__Provided records__:
* * * * * * *

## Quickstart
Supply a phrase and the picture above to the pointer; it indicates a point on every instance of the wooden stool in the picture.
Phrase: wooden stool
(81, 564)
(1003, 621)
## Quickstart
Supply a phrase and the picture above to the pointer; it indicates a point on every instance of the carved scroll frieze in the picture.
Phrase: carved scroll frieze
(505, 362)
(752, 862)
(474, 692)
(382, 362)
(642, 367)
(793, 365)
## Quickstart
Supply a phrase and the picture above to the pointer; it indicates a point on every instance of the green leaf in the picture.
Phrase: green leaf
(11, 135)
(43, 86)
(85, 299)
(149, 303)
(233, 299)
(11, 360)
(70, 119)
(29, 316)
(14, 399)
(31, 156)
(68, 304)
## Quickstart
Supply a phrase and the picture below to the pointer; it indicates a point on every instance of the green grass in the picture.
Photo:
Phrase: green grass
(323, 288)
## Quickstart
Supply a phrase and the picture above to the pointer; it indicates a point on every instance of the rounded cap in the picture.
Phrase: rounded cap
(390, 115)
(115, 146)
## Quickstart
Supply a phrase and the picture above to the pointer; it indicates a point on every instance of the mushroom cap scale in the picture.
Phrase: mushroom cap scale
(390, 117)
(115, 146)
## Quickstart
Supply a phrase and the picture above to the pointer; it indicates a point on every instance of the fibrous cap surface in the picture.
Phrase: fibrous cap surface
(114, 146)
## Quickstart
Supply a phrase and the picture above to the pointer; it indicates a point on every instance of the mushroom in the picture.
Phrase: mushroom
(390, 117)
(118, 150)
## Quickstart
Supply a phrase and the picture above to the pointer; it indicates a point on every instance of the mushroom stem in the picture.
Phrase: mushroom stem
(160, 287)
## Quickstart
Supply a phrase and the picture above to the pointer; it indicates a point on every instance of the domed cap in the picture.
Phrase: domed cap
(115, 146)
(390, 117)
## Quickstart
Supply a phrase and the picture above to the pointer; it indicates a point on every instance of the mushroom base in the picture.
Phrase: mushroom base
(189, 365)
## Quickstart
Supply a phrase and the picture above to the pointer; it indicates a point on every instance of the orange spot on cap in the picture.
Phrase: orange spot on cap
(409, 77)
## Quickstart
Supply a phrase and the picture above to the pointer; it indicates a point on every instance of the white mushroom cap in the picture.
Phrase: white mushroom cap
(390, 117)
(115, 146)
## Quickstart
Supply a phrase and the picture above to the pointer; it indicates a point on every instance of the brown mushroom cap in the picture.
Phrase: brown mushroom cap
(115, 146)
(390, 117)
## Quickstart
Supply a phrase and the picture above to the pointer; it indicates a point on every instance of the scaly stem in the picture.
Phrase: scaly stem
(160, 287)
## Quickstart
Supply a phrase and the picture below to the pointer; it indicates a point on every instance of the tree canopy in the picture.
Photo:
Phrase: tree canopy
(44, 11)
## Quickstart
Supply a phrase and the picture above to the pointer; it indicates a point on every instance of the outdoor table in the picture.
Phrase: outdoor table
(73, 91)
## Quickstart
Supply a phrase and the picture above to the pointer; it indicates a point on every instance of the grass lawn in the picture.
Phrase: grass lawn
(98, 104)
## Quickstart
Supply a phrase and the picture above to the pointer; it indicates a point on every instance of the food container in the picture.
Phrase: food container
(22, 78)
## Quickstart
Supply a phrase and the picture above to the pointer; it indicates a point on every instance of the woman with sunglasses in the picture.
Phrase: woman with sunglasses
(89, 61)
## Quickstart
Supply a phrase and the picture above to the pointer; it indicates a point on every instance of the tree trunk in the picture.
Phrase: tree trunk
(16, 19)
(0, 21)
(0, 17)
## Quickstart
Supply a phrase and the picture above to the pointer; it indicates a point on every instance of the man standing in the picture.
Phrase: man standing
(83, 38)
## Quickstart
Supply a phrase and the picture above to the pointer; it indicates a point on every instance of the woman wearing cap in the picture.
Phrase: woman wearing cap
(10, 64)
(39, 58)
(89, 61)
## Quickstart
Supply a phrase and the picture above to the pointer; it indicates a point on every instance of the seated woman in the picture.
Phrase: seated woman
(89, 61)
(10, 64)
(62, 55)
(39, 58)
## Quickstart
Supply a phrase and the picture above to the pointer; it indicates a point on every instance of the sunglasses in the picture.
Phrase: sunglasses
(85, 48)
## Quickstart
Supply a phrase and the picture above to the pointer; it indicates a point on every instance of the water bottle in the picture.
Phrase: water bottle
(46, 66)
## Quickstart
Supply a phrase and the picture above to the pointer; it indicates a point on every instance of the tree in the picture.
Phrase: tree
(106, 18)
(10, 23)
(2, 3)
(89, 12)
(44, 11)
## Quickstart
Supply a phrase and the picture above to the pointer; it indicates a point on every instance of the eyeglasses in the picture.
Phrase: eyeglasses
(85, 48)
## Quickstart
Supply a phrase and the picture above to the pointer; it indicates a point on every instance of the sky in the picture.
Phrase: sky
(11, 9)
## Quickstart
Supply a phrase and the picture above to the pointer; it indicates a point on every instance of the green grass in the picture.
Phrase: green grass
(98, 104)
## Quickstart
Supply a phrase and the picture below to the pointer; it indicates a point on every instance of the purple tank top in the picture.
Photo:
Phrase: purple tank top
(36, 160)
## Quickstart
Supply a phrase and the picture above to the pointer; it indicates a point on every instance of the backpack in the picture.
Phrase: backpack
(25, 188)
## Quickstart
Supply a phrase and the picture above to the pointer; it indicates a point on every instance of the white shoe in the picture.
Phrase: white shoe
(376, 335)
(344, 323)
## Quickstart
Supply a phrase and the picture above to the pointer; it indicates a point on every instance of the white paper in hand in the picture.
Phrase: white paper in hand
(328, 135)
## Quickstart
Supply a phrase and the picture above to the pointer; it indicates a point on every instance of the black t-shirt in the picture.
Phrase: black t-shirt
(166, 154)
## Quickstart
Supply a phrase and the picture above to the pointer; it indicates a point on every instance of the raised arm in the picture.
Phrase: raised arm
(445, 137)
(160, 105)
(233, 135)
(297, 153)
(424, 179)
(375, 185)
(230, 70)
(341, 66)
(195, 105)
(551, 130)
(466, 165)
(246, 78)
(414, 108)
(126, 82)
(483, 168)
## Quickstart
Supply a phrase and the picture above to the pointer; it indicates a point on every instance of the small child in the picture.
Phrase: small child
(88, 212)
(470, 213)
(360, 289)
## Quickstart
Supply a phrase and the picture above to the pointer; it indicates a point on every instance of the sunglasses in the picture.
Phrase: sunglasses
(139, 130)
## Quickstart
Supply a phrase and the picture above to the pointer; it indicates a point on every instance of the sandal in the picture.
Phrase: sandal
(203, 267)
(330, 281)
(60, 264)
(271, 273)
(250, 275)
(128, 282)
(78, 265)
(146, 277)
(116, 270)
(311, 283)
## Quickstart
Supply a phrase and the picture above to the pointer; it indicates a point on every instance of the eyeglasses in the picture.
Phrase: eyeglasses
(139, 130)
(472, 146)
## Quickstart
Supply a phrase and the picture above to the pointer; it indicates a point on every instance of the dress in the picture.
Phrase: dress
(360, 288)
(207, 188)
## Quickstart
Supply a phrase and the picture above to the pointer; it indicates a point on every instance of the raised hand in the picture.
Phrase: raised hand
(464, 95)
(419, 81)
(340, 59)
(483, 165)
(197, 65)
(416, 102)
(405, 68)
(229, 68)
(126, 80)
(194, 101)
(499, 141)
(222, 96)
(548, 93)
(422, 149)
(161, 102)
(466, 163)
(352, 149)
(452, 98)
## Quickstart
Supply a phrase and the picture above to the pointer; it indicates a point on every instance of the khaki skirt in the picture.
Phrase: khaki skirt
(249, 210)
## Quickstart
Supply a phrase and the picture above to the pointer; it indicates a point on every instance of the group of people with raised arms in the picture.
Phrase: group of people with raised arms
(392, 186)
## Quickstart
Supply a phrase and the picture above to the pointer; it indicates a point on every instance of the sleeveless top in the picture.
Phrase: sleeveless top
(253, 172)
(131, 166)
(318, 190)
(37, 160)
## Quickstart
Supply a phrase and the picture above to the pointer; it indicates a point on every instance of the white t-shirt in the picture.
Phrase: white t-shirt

* * * * * * *

Transcribe the material above word for word, starting from its first line and going on through the line with "(1003, 621)", inclusive.

## Quickstart
Supply a phrase and the picture above to the pointer; it indicates a point on every instance of the wooden stool in the picture.
Phrase: wooden stool
(81, 564)
(1003, 621)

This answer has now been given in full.